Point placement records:
"""

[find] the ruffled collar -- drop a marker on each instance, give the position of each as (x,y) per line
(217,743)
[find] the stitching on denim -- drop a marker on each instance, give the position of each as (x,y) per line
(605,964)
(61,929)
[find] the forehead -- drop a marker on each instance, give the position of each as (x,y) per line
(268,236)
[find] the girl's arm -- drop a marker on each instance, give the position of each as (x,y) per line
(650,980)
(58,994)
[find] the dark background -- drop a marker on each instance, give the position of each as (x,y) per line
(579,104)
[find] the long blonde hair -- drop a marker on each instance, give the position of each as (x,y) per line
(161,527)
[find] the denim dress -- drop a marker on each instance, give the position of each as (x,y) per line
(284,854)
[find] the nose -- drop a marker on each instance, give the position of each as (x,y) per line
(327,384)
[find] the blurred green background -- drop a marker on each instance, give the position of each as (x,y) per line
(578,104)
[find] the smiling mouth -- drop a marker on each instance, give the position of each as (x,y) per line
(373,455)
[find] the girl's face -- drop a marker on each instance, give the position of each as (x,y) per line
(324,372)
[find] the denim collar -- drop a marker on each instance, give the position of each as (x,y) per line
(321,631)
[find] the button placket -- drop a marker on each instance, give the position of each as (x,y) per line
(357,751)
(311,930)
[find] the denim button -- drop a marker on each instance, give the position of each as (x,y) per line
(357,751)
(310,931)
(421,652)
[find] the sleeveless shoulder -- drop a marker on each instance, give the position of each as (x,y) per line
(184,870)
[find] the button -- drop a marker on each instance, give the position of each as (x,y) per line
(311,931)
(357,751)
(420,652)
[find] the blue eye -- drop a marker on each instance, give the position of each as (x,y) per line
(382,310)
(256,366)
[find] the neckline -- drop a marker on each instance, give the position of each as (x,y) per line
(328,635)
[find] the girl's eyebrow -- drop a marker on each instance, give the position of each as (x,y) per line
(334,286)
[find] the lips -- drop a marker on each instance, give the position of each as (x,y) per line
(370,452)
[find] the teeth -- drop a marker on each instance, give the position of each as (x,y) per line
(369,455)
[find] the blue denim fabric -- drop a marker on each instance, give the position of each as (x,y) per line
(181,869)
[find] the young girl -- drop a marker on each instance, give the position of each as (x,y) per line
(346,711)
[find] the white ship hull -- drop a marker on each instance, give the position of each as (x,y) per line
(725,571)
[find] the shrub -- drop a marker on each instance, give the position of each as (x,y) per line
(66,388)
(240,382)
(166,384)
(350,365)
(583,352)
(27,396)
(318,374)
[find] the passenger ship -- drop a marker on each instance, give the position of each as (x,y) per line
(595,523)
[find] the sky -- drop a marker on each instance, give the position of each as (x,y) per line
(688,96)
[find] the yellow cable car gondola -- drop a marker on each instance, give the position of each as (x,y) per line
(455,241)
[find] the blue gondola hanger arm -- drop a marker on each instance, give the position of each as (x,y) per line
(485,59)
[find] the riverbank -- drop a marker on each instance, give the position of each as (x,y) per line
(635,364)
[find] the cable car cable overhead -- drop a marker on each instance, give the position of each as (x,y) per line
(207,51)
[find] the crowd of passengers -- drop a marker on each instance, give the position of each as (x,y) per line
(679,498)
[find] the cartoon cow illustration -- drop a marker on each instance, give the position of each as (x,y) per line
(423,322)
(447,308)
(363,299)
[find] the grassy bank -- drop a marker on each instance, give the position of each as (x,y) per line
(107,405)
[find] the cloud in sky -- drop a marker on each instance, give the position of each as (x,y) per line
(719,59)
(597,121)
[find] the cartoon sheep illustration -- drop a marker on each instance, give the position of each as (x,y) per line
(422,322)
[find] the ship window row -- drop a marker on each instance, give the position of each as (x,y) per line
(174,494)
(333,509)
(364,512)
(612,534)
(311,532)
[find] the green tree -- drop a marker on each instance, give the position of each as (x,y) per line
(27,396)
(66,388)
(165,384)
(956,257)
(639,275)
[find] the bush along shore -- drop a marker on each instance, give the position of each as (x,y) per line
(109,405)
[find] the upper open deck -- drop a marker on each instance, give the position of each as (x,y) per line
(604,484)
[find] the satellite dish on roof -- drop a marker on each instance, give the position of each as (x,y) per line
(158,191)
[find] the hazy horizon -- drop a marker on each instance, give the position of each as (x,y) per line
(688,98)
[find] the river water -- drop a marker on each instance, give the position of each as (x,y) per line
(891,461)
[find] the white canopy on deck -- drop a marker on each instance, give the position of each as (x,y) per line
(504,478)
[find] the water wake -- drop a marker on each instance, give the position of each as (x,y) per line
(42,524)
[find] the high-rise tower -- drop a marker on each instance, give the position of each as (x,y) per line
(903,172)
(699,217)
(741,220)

"""

Work instructions: Copy each line of the data above without altering a single character.

Task answer:
[find] the ruffled collar -- drop a marker on each instance, give the position of each as (x,y) per line
(217,743)
[find] the stitching on denim -- drop a marker on each instance, give the position of each as (x,y) per line
(605,964)
(61,929)
[find] the forehead -- drop a marker on each instance, give the position of each as (x,y) per line
(268,236)
[find] the girl's arm -- drop a marker on each instance, give the position of each as (x,y) per line
(650,980)
(58,994)
[find] the dark background -- drop a marker on each instance, give the position of each as (x,y) per line
(579,104)
[find] the long blonde hair -- drop a marker on each instance, give the position of each as (x,y) per line
(161,527)
[find] the denim dress -- drop a marker on each instance, give the position of each as (x,y) per line
(284,854)
[find] the nose -- drop a marker on each instance, give the position of each as (x,y) per line
(327,384)
[find] the blurred green background -- drop a marker on each instance, give the position of each as (x,y) per line
(578,104)
[find] the smiling mouth -- drop a marker on each instance, give the position of each as (x,y) per line
(373,455)
[find] the girl's face -- drop a marker on each instance, give the position of each as (x,y) per line
(324,372)
[find] the denim collar -- drop a marker on each instance, give the position of each as (x,y) per line
(321,631)
[find] the button placket -- drop a marker on each instance, give the position of each as (x,y) per line
(357,751)
(311,930)
[find] the denim button -- drop a marker on each instance, give the position of each as (x,y) per line
(357,751)
(310,931)
(421,652)
[find] the sleeveless shoulder -- drop a marker on each instance, give the position of each as (x,y) per line
(184,870)
[find] the button -- drop a marker on each instance, give the position of each as (x,y) per line
(311,931)
(357,751)
(420,652)
[find] the blue eye -- drop a marker on each instance, give the position of each as (x,y) per line
(382,310)
(256,366)
[find] the neckline -- drop a marker on each instance, give the position of each as (x,y) per line
(328,635)
[find] the girl's eyebrow -- drop a marker on each instance, give the position of each as (x,y) per line
(334,286)
[find] the lips -- drop a marker on each instance, give the position of each as (x,y) per line
(370,452)
[find] the teeth -- drop a marker on each instance, give the position of each as (x,y) per line
(369,455)
[find] the blue denim fabric -- drop a marker on each instance, give the position of each as (x,y) per line
(181,869)
[find] the young girl -- drop a marker on each instance, give the position of each as (x,y) per line
(346,711)
[find] the white ship hull -- drop a marker on each instance, give the position of each as (x,y) per line
(725,571)
[find] the shrub -- drop a marker on each instance, give the position of each as (x,y) per line
(66,388)
(240,382)
(166,384)
(350,365)
(583,352)
(27,396)
(318,374)
[find] the passenger ship -- drop a marker on each instance, give the position of each as (x,y) per line
(595,523)
[find] the sky -- drop a marker on each instance, give the position of each as (x,y) per line
(688,96)
[find] the yellow cable car gondola -- drop a marker on each instance, give the position of each as (x,y) per line
(455,241)
[find] the blue gondola hanger arm -- drop a marker on each instance, give the position of each as (x,y) per line
(485,59)
[find] the riverbank -- drop a marker on each instance, give the position of each as (x,y) per line
(635,364)
[find] the cable car cable overhead -- drop a marker on each instance, give the position of each as (x,y) per line
(207,51)
[find] the crowd of passengers -- drop a marker on each instance, give the position of each as (x,y) per line
(679,498)
[find] the cartoon cow illustration -- drop a marker on each instance, give the position of each as (x,y) per line
(423,322)
(447,308)
(363,299)
[find] the grassy bank -- drop a marker on each instance, give the position of each as (x,y) per line
(107,405)
[find] the cloud in sky -- drop a marker on each instance, give the position of each as (x,y) per line
(719,59)
(597,121)
[find] the cartoon sheep illustration -- drop a marker on each instance, give the position of each as (x,y) per line
(422,322)
[find] the ship window row -- drop a marker on each instance, give the position of each as (x,y) per line
(174,494)
(333,509)
(364,512)
(612,534)
(311,532)
[find] the green tree -- drop a marker on each instance, give the position of each as (x,y) per line
(27,396)
(66,388)
(165,384)
(956,257)
(639,275)
[find] the bush along shore -- drop a marker on each instance, give the position of each as (x,y) per line
(109,405)
[find] the upper open deck -- drop a marker on each instance, give the position of each as (x,y) per line
(604,484)
[find] the satellite dish on roof -- drop a marker on each instance, give the position of each as (x,y) per line
(158,191)
[find] the hazy horizon -- drop a marker on each instance, give the position of each as (x,y) per line
(688,98)
[find] the river water -- drop a marker on each instance, give the position of each as (x,y) per line
(891,461)
[find] the white canopy on deck -- drop a marker on each instance, give the position of each as (x,y) per line
(504,478)
[find] the water wake -- drop a marker on each instance, give the position of each as (x,y) per line
(42,524)
[find] the high-rise tower -- drop a marker on each instance, give the position of each as (x,y) per line
(903,172)
(699,217)
(741,220)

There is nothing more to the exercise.